SOURCE EXTRACT:
S-LSTM Unit Activation Function

A S-LSTM Unit Activation Function is a Long Short-Term Memory Unit-based Activation Function applied to Binary Trees.

• AKA: S-LSTM Activation Function.
• Context:
  • It can (typically) be used in the activation of S-LSTM Neurons.
• Example(s):
  • chainer.functions.slstm,
  • …
• Counter-Example(s):
  • a Tree-LSTM Unit Activation Function,
  • a Softmax-based Activation Function,
  • a Rectified-based Activation Function,
  • a Heaviside Step Activation Function,
  • a Ramp Function-based Activation Function,
  • a Logistic Sigmoid-based Activation Function,
  • a Hyperbolic Tangent-based Activation Function,
  • a Gaussian-based Activation Function,
  • a Softsign Activation Function,
  • a Softshrink Activation Function,
  • an Adaptive Piecewise Linear Activation Function,
  • a Maxout Activation Function.
• See: Artificial Neural Network, Recurrent Neural Network (RNN), Artificial Neuron, Neural Network Topology, Neural Network Layer, Neural Network Learning Rate.

References

2018

• (Chainer, 2018) ⇒ http://docs.chainer.org/en/stable/reference/generated/chainer.functions.lstm.html Retrieved:2018-2-25
  • QUOTE: chainer.functions.slstm(c_prev1, c_prev2, x1, x2)source

     S-LSTM units as an activation function.

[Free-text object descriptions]

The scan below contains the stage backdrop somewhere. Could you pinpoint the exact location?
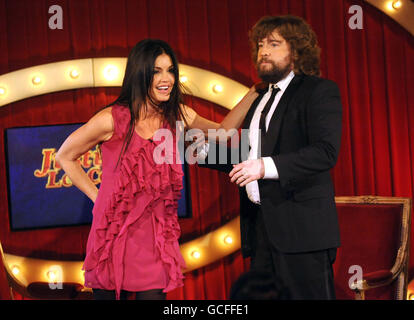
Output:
[0,0,414,299]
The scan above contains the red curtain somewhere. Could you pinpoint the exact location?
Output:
[0,0,414,299]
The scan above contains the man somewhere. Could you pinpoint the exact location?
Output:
[201,16,342,299]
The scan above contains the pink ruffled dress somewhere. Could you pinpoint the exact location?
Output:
[83,105,185,299]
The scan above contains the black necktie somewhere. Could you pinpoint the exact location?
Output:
[258,85,280,159]
[259,85,280,135]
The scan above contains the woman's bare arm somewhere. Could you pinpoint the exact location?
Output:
[186,86,258,132]
[55,108,114,202]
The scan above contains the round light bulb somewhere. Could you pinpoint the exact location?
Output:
[32,76,42,85]
[392,0,402,10]
[11,266,20,276]
[213,84,223,93]
[47,270,56,281]
[223,235,233,244]
[70,69,80,79]
[104,65,119,81]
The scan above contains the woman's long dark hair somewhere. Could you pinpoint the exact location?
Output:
[106,39,185,166]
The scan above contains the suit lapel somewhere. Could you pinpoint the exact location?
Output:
[262,75,303,156]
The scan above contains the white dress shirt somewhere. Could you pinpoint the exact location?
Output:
[246,71,295,204]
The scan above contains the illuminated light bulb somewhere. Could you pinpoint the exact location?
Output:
[191,250,201,259]
[392,0,402,10]
[70,69,80,79]
[223,235,233,244]
[12,266,20,276]
[104,65,119,81]
[32,76,42,85]
[213,84,223,93]
[46,270,57,281]
[180,76,188,83]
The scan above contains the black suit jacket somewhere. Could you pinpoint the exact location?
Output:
[205,75,342,257]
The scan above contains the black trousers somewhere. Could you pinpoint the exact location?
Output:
[251,210,336,300]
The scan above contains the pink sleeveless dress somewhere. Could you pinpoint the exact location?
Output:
[83,105,185,299]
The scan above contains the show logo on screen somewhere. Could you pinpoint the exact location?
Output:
[34,146,102,189]
[5,124,191,230]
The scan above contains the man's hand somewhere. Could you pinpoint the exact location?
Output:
[229,159,264,187]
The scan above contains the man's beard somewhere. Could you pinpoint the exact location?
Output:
[256,59,291,83]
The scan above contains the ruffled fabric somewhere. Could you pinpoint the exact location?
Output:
[84,112,185,299]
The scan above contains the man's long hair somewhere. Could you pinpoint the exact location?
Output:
[249,15,321,76]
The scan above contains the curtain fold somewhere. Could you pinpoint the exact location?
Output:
[0,0,414,299]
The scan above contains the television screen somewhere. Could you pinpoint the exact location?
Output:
[5,124,191,230]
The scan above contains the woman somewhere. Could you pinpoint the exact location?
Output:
[56,39,257,299]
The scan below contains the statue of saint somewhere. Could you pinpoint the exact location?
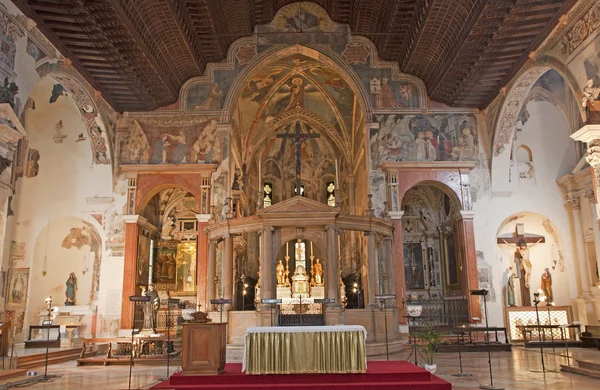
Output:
[65,272,77,306]
[506,272,517,306]
[313,259,323,286]
[144,284,160,331]
[542,268,554,305]
[275,260,285,286]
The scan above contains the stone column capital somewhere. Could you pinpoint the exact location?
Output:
[565,192,581,210]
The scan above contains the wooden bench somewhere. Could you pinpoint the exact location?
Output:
[80,337,131,359]
[581,325,600,349]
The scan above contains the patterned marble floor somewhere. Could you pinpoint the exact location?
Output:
[0,347,600,390]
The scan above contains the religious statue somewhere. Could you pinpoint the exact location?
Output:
[0,77,19,109]
[65,272,77,306]
[542,268,554,305]
[275,260,285,286]
[313,259,323,286]
[142,284,160,332]
[292,265,308,297]
[506,272,517,306]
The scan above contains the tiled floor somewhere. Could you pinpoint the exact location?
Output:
[0,347,600,390]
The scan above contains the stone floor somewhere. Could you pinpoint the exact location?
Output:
[0,347,600,390]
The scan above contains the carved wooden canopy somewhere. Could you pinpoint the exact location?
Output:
[13,0,575,111]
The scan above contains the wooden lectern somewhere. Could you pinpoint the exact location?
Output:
[181,322,227,375]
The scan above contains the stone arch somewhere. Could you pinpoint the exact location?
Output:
[491,57,583,195]
[32,62,114,164]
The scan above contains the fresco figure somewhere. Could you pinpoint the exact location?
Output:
[542,268,554,305]
[194,83,223,110]
[65,272,77,306]
[415,131,427,161]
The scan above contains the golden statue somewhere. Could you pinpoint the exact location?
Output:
[313,259,323,286]
[292,265,308,297]
[275,260,285,286]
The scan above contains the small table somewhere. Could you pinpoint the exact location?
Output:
[242,325,367,375]
[65,322,81,347]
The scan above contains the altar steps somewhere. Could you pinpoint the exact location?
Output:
[151,361,452,390]
[560,359,600,379]
[17,347,86,369]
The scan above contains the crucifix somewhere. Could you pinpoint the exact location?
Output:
[496,223,546,306]
[277,122,321,196]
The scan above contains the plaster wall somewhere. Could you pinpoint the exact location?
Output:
[4,77,115,339]
[473,101,578,326]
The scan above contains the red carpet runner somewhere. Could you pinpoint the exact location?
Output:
[151,361,452,390]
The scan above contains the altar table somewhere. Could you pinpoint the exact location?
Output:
[242,325,367,375]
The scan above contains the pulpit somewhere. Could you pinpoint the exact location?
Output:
[181,322,227,375]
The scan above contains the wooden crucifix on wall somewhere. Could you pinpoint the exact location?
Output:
[496,223,546,306]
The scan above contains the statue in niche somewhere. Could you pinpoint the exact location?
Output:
[275,260,285,286]
[65,272,77,306]
[313,259,323,286]
[506,272,517,306]
[142,284,160,332]
[542,268,554,305]
[0,77,19,109]
[160,216,175,238]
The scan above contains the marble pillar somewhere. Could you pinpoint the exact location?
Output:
[206,240,219,311]
[0,103,27,309]
[363,232,379,306]
[565,192,592,298]
[584,190,600,287]
[457,210,482,322]
[260,226,275,299]
[222,234,234,310]
[325,226,341,304]
[388,211,407,325]
[196,214,210,311]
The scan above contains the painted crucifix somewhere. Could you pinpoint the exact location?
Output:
[277,122,321,196]
[496,223,546,306]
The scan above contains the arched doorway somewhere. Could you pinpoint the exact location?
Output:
[401,183,469,326]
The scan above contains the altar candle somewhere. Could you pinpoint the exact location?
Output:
[335,158,340,190]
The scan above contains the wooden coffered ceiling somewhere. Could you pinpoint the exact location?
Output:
[13,0,576,111]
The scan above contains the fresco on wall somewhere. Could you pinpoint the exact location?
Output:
[255,2,350,51]
[369,114,479,169]
[6,268,29,309]
[25,37,46,62]
[352,63,419,110]
[121,117,228,164]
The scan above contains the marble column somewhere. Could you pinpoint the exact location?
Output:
[363,232,379,306]
[260,226,275,299]
[0,103,27,310]
[196,214,212,311]
[206,240,219,311]
[565,192,592,298]
[222,233,233,310]
[388,211,407,325]
[457,210,482,321]
[584,190,600,287]
[325,226,340,304]
[383,236,396,298]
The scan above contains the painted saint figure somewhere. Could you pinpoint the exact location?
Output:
[542,268,554,305]
[506,272,517,306]
[313,259,323,286]
[65,272,77,306]
[275,260,285,286]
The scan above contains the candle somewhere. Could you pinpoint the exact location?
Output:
[335,158,340,190]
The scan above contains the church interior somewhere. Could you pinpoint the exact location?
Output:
[0,0,600,389]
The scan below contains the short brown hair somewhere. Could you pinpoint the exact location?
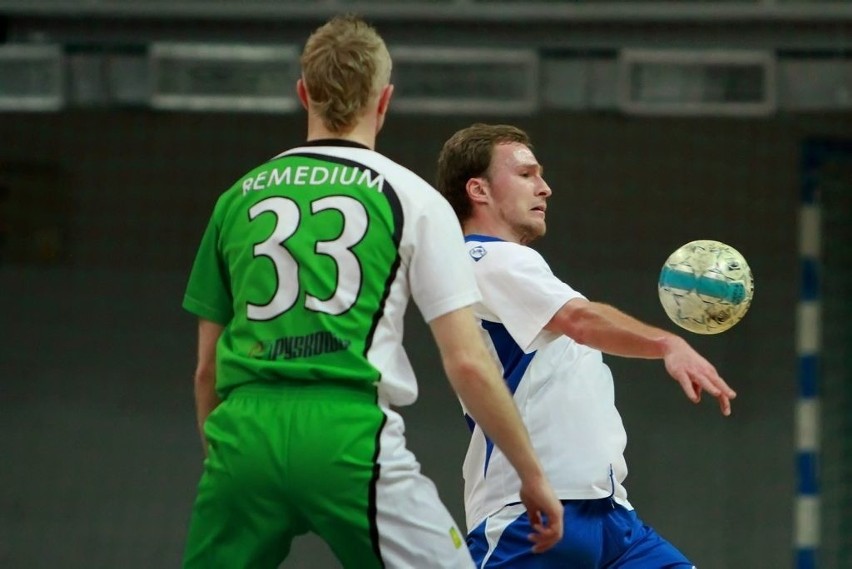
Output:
[437,123,532,222]
[300,14,391,134]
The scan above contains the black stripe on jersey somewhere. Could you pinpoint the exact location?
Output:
[367,402,388,567]
[364,180,405,358]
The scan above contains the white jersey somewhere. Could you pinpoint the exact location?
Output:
[464,235,632,531]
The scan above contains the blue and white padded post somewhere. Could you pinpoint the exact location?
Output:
[793,157,822,569]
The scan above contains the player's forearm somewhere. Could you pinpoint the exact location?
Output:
[565,302,683,359]
[194,370,219,455]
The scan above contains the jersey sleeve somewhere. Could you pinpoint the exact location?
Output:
[183,215,233,326]
[408,191,481,322]
[476,242,585,352]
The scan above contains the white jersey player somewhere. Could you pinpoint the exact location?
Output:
[438,124,736,569]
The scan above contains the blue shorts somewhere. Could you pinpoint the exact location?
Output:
[467,498,694,569]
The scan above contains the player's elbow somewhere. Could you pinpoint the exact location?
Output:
[553,299,600,345]
[444,353,496,393]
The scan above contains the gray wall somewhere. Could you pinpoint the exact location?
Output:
[0,110,852,569]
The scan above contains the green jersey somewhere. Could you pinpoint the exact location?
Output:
[183,141,479,403]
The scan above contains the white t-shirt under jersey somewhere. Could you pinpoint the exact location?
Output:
[464,235,631,531]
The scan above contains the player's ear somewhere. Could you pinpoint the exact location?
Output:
[378,84,393,115]
[296,78,310,110]
[465,178,488,203]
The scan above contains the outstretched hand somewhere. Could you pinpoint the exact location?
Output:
[663,339,737,416]
[521,478,564,553]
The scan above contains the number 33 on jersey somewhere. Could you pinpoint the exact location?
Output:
[188,149,402,389]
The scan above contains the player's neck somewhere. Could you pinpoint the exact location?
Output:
[464,218,521,243]
[307,113,376,149]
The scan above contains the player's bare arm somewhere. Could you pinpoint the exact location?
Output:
[193,318,223,456]
[545,298,736,416]
[430,308,563,553]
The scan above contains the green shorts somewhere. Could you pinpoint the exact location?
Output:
[184,384,473,569]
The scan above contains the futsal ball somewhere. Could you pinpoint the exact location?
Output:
[657,239,754,334]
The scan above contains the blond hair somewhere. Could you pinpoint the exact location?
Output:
[301,14,391,134]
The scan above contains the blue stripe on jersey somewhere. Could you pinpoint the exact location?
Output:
[464,233,503,243]
[465,320,535,475]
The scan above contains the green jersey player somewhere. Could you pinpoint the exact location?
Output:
[184,16,562,569]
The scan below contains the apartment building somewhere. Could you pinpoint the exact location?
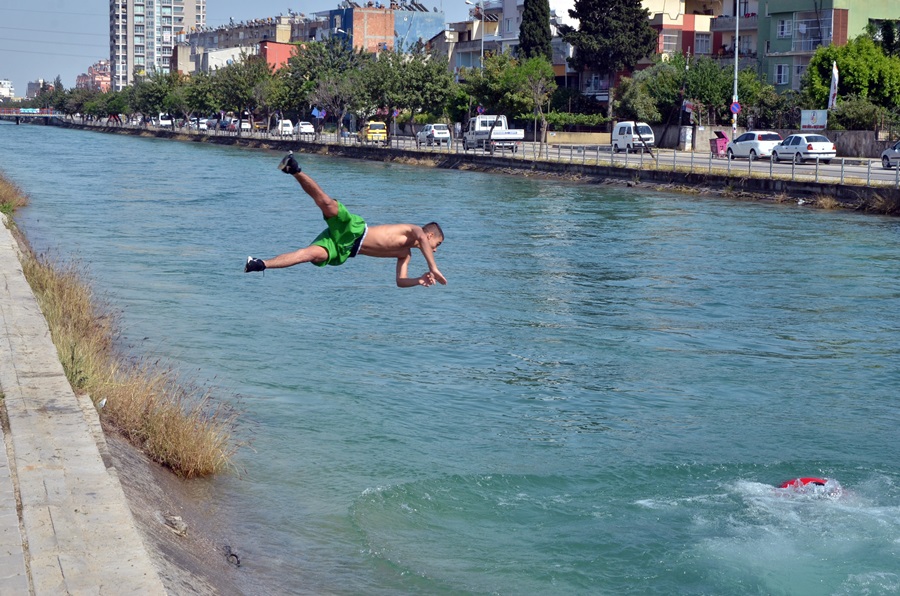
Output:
[109,0,206,91]
[75,60,112,93]
[712,0,900,92]
[0,79,16,101]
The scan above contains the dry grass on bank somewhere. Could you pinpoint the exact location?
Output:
[0,176,235,478]
[0,176,28,215]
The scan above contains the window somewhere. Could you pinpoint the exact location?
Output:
[775,64,791,85]
[778,19,794,38]
[694,33,712,54]
[662,33,678,54]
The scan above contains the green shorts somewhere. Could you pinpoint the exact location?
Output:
[312,201,366,267]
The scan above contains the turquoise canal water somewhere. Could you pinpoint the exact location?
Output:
[0,125,900,595]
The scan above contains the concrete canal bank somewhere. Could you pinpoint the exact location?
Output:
[58,123,900,215]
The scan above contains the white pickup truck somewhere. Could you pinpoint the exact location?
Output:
[463,115,525,153]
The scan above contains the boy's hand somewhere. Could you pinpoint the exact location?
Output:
[429,269,447,286]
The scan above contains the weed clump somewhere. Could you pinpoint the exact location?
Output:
[0,171,236,478]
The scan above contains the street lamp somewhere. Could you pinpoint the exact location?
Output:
[466,0,484,70]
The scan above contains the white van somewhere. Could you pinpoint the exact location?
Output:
[272,120,294,137]
[612,120,656,153]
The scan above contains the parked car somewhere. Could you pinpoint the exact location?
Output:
[725,130,783,161]
[271,120,294,137]
[294,120,316,135]
[772,134,837,163]
[881,141,900,170]
[359,122,387,145]
[416,124,450,147]
[611,120,656,153]
[227,118,251,132]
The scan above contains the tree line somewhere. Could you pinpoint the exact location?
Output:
[15,0,900,134]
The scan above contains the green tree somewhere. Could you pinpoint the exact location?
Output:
[559,0,659,117]
[184,71,219,116]
[802,35,900,109]
[132,71,171,123]
[283,37,362,123]
[881,21,900,56]
[215,53,272,136]
[518,0,553,61]
[510,56,556,153]
[614,77,663,122]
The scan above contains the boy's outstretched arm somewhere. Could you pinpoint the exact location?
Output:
[397,254,434,288]
[413,226,447,285]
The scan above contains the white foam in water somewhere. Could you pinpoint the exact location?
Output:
[695,480,900,594]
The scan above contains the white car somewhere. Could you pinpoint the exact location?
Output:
[725,130,782,161]
[294,121,316,135]
[416,124,450,147]
[881,141,900,170]
[271,120,294,137]
[772,134,837,163]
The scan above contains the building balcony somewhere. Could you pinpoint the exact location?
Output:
[766,39,831,57]
[709,14,759,33]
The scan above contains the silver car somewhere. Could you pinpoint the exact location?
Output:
[772,134,837,163]
[725,130,781,161]
[416,124,450,147]
[881,141,900,170]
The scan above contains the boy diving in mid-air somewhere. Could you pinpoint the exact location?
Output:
[244,152,447,288]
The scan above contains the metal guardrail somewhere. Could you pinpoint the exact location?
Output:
[54,117,900,189]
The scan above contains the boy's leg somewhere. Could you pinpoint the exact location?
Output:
[278,151,338,219]
[244,244,328,273]
[263,244,328,269]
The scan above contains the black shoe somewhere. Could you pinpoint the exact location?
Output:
[278,151,300,174]
[244,257,266,273]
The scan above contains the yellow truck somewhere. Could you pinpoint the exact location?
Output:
[359,122,387,145]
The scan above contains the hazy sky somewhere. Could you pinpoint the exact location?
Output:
[0,0,464,97]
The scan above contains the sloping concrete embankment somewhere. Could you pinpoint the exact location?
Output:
[0,217,166,596]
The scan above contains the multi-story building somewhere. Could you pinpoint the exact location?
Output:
[173,1,444,77]
[0,79,16,101]
[712,0,900,92]
[25,79,53,99]
[109,0,206,90]
[75,60,112,93]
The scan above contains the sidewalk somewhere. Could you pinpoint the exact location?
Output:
[0,219,166,596]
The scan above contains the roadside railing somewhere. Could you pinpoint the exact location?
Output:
[68,117,900,188]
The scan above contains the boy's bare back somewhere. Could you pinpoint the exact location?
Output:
[359,224,421,259]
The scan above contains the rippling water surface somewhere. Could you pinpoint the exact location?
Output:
[0,124,900,595]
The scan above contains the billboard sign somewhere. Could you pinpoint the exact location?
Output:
[800,110,828,130]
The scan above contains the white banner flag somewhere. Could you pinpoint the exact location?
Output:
[828,62,838,110]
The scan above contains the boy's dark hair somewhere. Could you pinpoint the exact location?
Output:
[422,221,444,238]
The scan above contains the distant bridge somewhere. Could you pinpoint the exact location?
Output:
[0,108,65,123]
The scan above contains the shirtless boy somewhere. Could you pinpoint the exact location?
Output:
[244,153,447,288]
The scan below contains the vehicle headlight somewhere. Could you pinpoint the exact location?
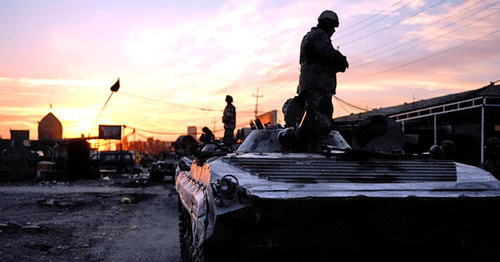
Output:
[212,175,240,206]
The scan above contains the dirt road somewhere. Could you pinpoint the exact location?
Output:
[0,182,180,262]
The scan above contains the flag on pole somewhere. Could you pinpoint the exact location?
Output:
[111,77,120,92]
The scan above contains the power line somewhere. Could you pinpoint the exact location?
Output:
[336,1,411,40]
[356,7,500,68]
[344,29,500,82]
[349,0,488,58]
[340,0,447,45]
[333,95,368,112]
[339,0,411,34]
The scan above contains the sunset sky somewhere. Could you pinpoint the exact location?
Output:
[0,0,500,140]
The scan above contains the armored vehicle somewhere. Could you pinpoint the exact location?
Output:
[176,118,500,261]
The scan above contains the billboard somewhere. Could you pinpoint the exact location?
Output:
[257,110,278,126]
[99,125,122,139]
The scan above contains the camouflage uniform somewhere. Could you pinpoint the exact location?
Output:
[222,103,236,143]
[297,27,348,151]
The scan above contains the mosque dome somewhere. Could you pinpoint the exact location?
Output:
[38,113,62,141]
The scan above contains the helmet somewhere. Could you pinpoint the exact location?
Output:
[318,10,339,26]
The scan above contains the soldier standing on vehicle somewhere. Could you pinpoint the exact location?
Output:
[222,95,236,144]
[294,10,349,152]
[200,127,215,145]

WHAT THIS TASK INVOLVES: According to the S-LSTM activation function page, what kind of structure is this function applied to?

PROBLEM SOLUTION: Binary trees.